- _Data for the task_:
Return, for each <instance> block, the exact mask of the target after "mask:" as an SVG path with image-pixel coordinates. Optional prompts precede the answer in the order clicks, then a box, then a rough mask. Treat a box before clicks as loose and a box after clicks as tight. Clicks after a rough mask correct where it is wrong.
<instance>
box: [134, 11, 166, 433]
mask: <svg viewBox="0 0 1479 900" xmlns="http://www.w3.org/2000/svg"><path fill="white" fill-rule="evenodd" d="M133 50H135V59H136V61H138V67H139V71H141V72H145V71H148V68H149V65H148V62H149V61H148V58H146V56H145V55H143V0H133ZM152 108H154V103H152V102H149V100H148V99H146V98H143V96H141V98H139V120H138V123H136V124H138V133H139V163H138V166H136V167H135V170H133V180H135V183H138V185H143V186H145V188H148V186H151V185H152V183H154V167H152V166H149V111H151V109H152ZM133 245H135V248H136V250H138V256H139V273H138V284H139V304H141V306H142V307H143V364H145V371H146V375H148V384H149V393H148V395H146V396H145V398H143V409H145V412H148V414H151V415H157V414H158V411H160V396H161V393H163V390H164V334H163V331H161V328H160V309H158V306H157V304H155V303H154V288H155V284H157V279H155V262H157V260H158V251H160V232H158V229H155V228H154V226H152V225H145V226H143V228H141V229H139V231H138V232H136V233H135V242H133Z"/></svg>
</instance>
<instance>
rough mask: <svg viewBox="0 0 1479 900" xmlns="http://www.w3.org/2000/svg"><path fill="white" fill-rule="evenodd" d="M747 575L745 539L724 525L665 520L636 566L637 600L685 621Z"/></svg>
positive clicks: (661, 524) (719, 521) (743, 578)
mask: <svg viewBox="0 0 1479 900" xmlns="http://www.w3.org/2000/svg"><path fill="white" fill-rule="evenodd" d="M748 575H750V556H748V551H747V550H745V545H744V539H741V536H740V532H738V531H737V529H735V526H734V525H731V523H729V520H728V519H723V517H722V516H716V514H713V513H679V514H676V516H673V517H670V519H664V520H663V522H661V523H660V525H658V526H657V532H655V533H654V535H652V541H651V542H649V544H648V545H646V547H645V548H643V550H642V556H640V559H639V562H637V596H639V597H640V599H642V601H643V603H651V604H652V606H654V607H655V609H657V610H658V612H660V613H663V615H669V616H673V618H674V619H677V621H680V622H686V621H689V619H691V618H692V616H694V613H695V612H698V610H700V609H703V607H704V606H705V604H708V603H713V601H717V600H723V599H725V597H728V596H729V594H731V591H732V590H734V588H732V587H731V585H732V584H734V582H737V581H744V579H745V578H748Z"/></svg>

- _Exercise goal_:
Reproduce all the entries above, renaming "rough mask" to "coarse mask" wherever it occurs and keeping every other character unchanged.

- _Solution to this task_:
Return, for each <instance> block, the exact mask of the target after "mask:" as an SVG path with image-pixel coordinates. Optional prompts precede the answer in the order clicks, then a box, then a coarse mask. Treat a box before clicks as loose and a box after clicks as tight. Clicks after a coarse mask correct where it is wrong.
<instance>
box: [134, 11, 166, 433]
mask: <svg viewBox="0 0 1479 900" xmlns="http://www.w3.org/2000/svg"><path fill="white" fill-rule="evenodd" d="M133 50H135V59H136V61H138V67H139V71H141V72H145V71H148V68H149V65H148V62H149V61H148V58H146V56H145V55H143V0H133ZM152 108H154V103H152V102H149V100H148V99H146V98H143V96H141V98H139V120H138V123H136V124H138V133H139V163H138V166H136V167H135V170H133V180H135V183H138V185H143V186H145V188H148V186H151V185H152V183H154V167H152V166H149V111H151V109H152ZM133 245H135V248H136V250H138V256H139V273H138V284H139V304H141V306H142V307H143V364H145V371H146V375H148V384H149V393H148V395H146V396H145V398H143V409H145V412H148V414H151V415H157V414H158V411H160V396H161V393H163V390H164V334H163V331H161V328H160V309H158V306H157V304H155V303H154V288H155V284H157V279H155V262H157V260H158V251H160V232H158V229H155V228H154V226H152V225H145V226H143V228H141V229H139V231H138V232H136V233H135V242H133Z"/></svg>
</instance>
<instance>
coarse mask: <svg viewBox="0 0 1479 900" xmlns="http://www.w3.org/2000/svg"><path fill="white" fill-rule="evenodd" d="M747 575L745 539L724 525L665 520L636 566L637 600L685 621Z"/></svg>
positive clicks: (661, 524) (719, 521) (743, 578)
mask: <svg viewBox="0 0 1479 900" xmlns="http://www.w3.org/2000/svg"><path fill="white" fill-rule="evenodd" d="M748 575H750V556H748V551H747V550H745V545H744V539H741V536H740V532H738V531H737V529H735V526H734V525H731V523H729V520H728V519H723V517H722V516H716V514H713V513H679V514H676V516H673V517H670V519H664V520H663V522H661V523H660V525H658V526H657V532H655V533H654V535H652V541H651V542H649V544H648V545H646V547H645V548H643V550H642V556H640V559H639V562H637V596H639V597H640V599H642V601H643V603H651V604H652V606H654V607H655V609H657V610H658V612H660V613H663V615H669V616H673V618H674V619H677V621H680V622H686V621H689V619H691V618H692V616H694V613H695V612H698V610H700V609H703V607H704V606H705V604H708V603H713V601H717V600H723V599H725V597H728V596H729V594H731V591H732V590H734V588H732V587H731V585H732V584H734V582H737V581H744V579H745V578H748Z"/></svg>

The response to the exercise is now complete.